[EXERCISE DATA — start]
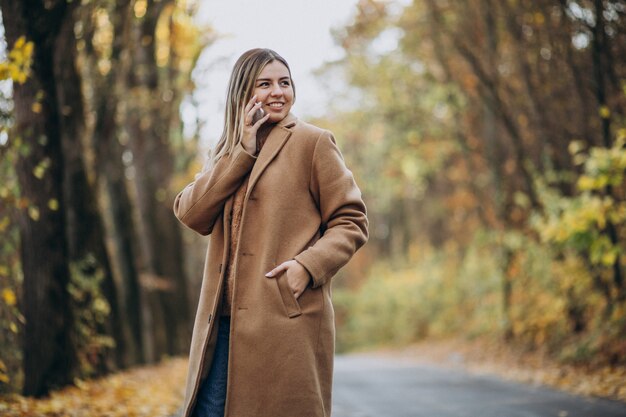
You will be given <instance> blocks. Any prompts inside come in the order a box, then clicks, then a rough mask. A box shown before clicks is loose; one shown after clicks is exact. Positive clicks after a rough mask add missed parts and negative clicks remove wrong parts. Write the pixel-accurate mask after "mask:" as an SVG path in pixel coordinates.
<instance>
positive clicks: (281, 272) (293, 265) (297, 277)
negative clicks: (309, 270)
mask: <svg viewBox="0 0 626 417" xmlns="http://www.w3.org/2000/svg"><path fill="white" fill-rule="evenodd" d="M283 272H284V273H285V274H286V276H287V283H289V288H291V291H292V292H293V295H294V296H295V297H296V299H298V298H300V296H301V295H302V293H303V292H304V290H305V289H306V287H307V286H308V285H309V281H310V280H311V276H310V275H309V271H307V270H306V268H305V267H303V266H302V265H300V263H299V262H298V261H294V260H290V261H285V262H283V263H282V264H280V265H278V266H277V267H276V268H274V269H272V270H271V271H270V272H268V273H267V274H265V276H266V277H268V278H275V277H277V276H278V275H279V274H281V273H283Z"/></svg>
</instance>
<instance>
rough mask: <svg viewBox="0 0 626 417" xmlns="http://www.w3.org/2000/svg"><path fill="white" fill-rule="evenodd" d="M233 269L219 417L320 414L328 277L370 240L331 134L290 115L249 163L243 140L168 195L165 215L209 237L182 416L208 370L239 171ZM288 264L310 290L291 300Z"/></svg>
mask: <svg viewBox="0 0 626 417" xmlns="http://www.w3.org/2000/svg"><path fill="white" fill-rule="evenodd" d="M250 171H252V172H251V174H250V180H249V185H248V190H247V192H246V195H245V200H244V206H243V213H242V218H241V229H240V239H239V246H238V249H237V255H236V257H235V264H234V265H233V274H234V278H235V279H234V284H233V286H234V288H233V310H232V316H231V330H230V353H229V355H230V356H229V368H228V388H227V392H228V393H227V399H226V410H225V417H329V416H330V409H331V387H332V373H333V356H334V348H335V325H334V311H333V306H332V304H331V289H330V282H331V278H332V277H333V275H335V273H336V272H337V271H338V270H339V268H341V267H342V266H343V265H344V264H345V263H346V262H348V260H349V259H350V257H351V256H352V255H353V254H354V253H355V252H356V250H357V249H358V248H359V247H361V246H362V245H363V244H364V243H365V242H366V240H367V236H368V232H367V225H368V222H367V218H366V211H365V205H364V204H363V200H362V199H361V192H360V190H359V188H358V187H357V185H356V183H355V182H354V178H353V176H352V173H351V172H350V171H349V170H348V169H347V168H346V166H345V163H344V160H343V157H342V156H341V153H340V151H339V149H338V148H337V146H336V144H335V140H334V138H333V136H332V134H331V133H330V132H328V131H325V130H322V129H319V128H317V127H315V126H312V125H310V124H307V123H304V122H302V121H298V120H297V119H296V118H295V117H294V116H293V115H291V114H290V115H289V116H287V117H286V118H285V119H284V120H283V121H281V122H280V123H279V124H278V125H276V126H275V127H274V128H273V129H272V131H271V132H270V134H269V136H268V138H267V141H266V142H265V145H264V146H263V148H262V150H261V152H260V153H259V155H258V157H254V156H252V155H250V154H249V153H247V152H246V151H245V150H244V148H243V146H242V145H241V144H240V145H238V146H237V148H236V150H235V151H234V152H233V153H232V154H231V155H230V156H228V157H224V158H222V159H221V160H220V161H219V162H218V163H217V164H216V165H215V167H214V168H213V169H211V170H209V171H207V172H204V173H202V174H201V175H200V176H197V178H196V180H195V181H194V182H192V183H191V184H189V185H187V186H186V187H185V188H184V189H183V190H182V191H181V192H180V193H179V194H178V196H177V197H176V200H175V202H174V213H175V215H176V217H177V218H178V219H179V220H180V221H181V222H182V223H183V224H185V225H186V226H187V227H189V228H191V229H193V230H195V231H196V232H198V233H200V234H202V235H208V234H210V235H211V237H210V243H209V249H208V253H207V258H206V264H205V269H204V276H203V281H202V289H201V291H200V300H199V305H198V311H197V313H196V320H195V324H194V331H193V337H192V341H191V352H190V355H189V373H188V377H187V388H186V396H185V402H184V413H183V416H185V417H188V416H189V415H191V412H192V410H193V405H194V404H195V400H196V395H197V392H198V388H199V385H200V383H201V380H202V378H203V377H204V376H205V375H206V374H207V373H208V368H209V366H210V363H211V358H212V354H213V350H214V347H215V340H216V338H215V336H216V328H217V325H216V324H217V323H218V322H219V320H215V319H216V315H217V316H218V317H219V310H218V307H219V306H218V304H219V301H220V293H221V289H222V285H223V278H224V270H225V268H224V264H225V262H226V260H227V259H228V247H229V236H230V219H229V218H228V216H229V213H230V208H231V206H232V197H233V194H234V193H235V191H236V190H237V188H238V187H239V185H240V184H241V182H242V179H243V178H244V177H245V175H246V174H247V173H248V172H250ZM294 258H295V259H296V260H297V261H298V262H300V263H301V264H302V265H304V267H305V268H306V269H307V270H308V271H309V273H310V275H311V277H312V284H311V285H310V286H309V287H308V288H307V289H306V290H305V291H304V293H303V294H302V295H301V296H300V298H299V299H297V300H296V298H295V297H294V295H293V294H292V292H291V290H290V288H289V286H288V284H287V281H286V278H285V277H284V275H280V276H278V278H266V277H265V276H264V274H265V273H266V272H268V271H270V270H271V269H272V268H274V267H275V266H277V265H278V264H280V263H282V262H284V261H287V260H290V259H294Z"/></svg>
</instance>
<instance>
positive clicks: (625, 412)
mask: <svg viewBox="0 0 626 417" xmlns="http://www.w3.org/2000/svg"><path fill="white" fill-rule="evenodd" d="M333 386H334V389H333V413H332V416H333V417H552V416H554V417H626V403H620V402H614V401H608V400H600V399H588V398H583V397H577V396H574V395H570V394H566V393H563V392H559V391H555V390H552V389H549V388H546V387H537V386H530V385H524V384H518V383H513V382H508V381H503V380H500V379H497V378H495V377H487V376H474V375H469V374H467V373H464V372H461V371H453V370H447V369H442V368H437V367H432V366H428V365H421V364H416V363H413V362H407V361H402V360H399V359H398V360H396V359H390V358H381V357H378V356H368V355H350V356H337V357H336V360H335V378H334V384H333Z"/></svg>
[EXERCISE DATA — finish]
Count the lines in the material above that contain the string "clicks", and give only that number.

4